## Problem
Find each line below that includes "blurred", then copy it.

[Point localization data]
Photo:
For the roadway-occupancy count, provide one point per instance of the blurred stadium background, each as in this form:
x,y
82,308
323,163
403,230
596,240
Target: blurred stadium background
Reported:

## Answer section
For the roadway-occupancy count, provide one point per instance of the blurred stadium background, each as in this form:
Target: blurred stadium background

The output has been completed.